%%
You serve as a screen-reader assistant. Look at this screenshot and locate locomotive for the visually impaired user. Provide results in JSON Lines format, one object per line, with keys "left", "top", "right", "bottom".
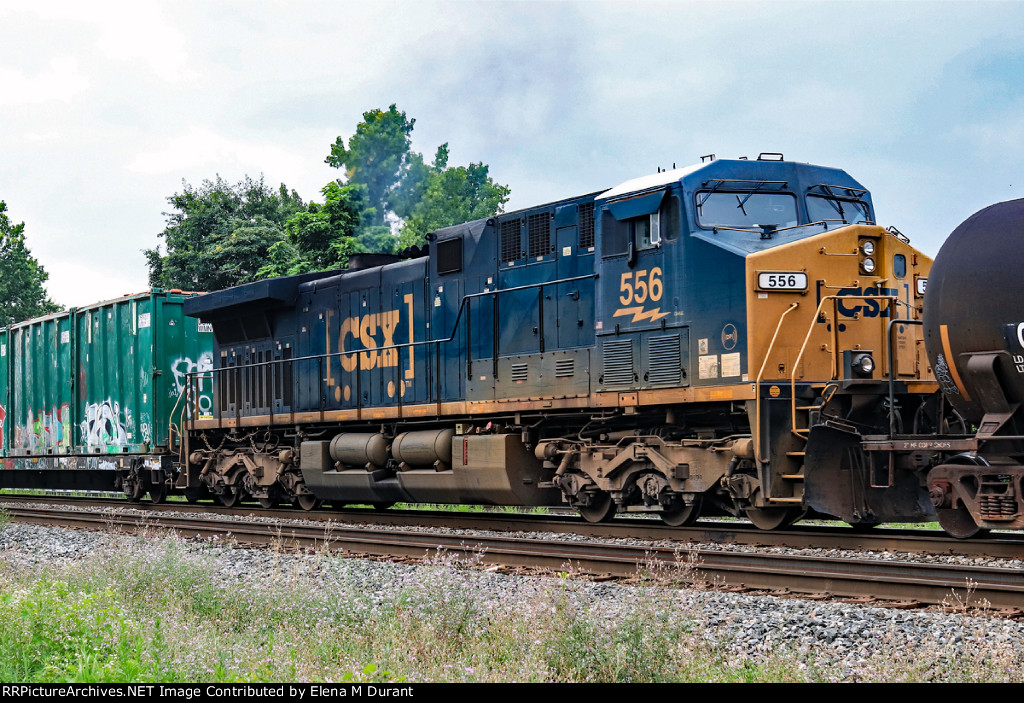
{"left": 167, "top": 153, "right": 941, "bottom": 529}
{"left": 13, "top": 154, "right": 992, "bottom": 534}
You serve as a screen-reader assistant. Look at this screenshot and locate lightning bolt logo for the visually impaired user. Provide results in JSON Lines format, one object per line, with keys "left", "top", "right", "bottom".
{"left": 613, "top": 307, "right": 670, "bottom": 323}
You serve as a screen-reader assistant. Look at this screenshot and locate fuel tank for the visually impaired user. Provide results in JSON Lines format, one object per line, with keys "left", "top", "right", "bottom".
{"left": 923, "top": 198, "right": 1024, "bottom": 423}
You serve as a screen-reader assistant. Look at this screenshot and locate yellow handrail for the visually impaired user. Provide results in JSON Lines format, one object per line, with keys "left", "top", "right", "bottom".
{"left": 753, "top": 302, "right": 800, "bottom": 465}
{"left": 788, "top": 294, "right": 897, "bottom": 439}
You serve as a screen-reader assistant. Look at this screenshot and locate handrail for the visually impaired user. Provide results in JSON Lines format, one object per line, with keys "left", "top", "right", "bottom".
{"left": 788, "top": 293, "right": 898, "bottom": 440}
{"left": 753, "top": 302, "right": 800, "bottom": 465}
{"left": 887, "top": 318, "right": 923, "bottom": 437}
{"left": 184, "top": 273, "right": 599, "bottom": 425}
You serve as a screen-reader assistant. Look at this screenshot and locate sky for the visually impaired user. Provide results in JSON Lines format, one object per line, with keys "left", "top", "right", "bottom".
{"left": 2, "top": 0, "right": 1023, "bottom": 309}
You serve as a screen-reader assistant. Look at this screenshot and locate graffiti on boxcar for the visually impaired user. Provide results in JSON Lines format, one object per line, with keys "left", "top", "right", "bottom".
{"left": 15, "top": 404, "right": 72, "bottom": 452}
{"left": 170, "top": 352, "right": 214, "bottom": 416}
{"left": 0, "top": 404, "right": 5, "bottom": 448}
{"left": 81, "top": 399, "right": 131, "bottom": 450}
%%
■ **Work request**
Starting at the first entry above and ending at the last, write everything out exactly except the pictures.

■ **Exercise solution**
You serve as a screen-reader assistant. Look at this screenshot and locate locomotive for the visually impaired user. Provide results in JSON Lines format, one object per line, with keys "left", "top", "right", "bottom".
{"left": 167, "top": 153, "right": 941, "bottom": 529}
{"left": 13, "top": 154, "right": 992, "bottom": 534}
You serve as a screen-reader assistant. Look at this screenshot and locate lightning bolt logo for the visually impaired user. Provide results in JSON Lines format, one object per line, with keys "left", "top", "right", "bottom".
{"left": 613, "top": 307, "right": 670, "bottom": 323}
You serve as a screen-reader assistant. Look at this screenshot and locate fuel tank for the visually impaired user. Provide results in JSON Lines format, one object per line, with keys "left", "top", "right", "bottom".
{"left": 923, "top": 198, "right": 1024, "bottom": 423}
You serve as a screen-reader assistant. Look at this screenshot and locate yellow handrail for the visually impaired user. Provide results in JSON Lines format, one object per line, with keys "left", "top", "right", "bottom".
{"left": 753, "top": 302, "right": 800, "bottom": 465}
{"left": 788, "top": 294, "right": 897, "bottom": 439}
You serve as a screen-reader assistant. Look at this screenshot and locate handrail for the visually impaired user. Provide results in JSON Lines format, one object per line, with keys "left", "top", "right", "bottom".
{"left": 788, "top": 293, "right": 898, "bottom": 440}
{"left": 753, "top": 302, "right": 800, "bottom": 465}
{"left": 887, "top": 318, "right": 923, "bottom": 437}
{"left": 184, "top": 273, "right": 599, "bottom": 425}
You serve as a screen-reader assistant. Look at this screenshot and locate sky for the visually impaired user. Provide results in JSON Lines format, one object per line, with keys "left", "top", "right", "bottom".
{"left": 2, "top": 0, "right": 1023, "bottom": 309}
You serve as a screen-reader assistant. Look at this screenshot and locate graffiti on boxcar for the visually impaired user. Provide results in JSON Lines format, one object per line, with keys "left", "top", "right", "bottom".
{"left": 15, "top": 404, "right": 72, "bottom": 452}
{"left": 170, "top": 352, "right": 214, "bottom": 416}
{"left": 0, "top": 404, "right": 5, "bottom": 448}
{"left": 81, "top": 399, "right": 131, "bottom": 450}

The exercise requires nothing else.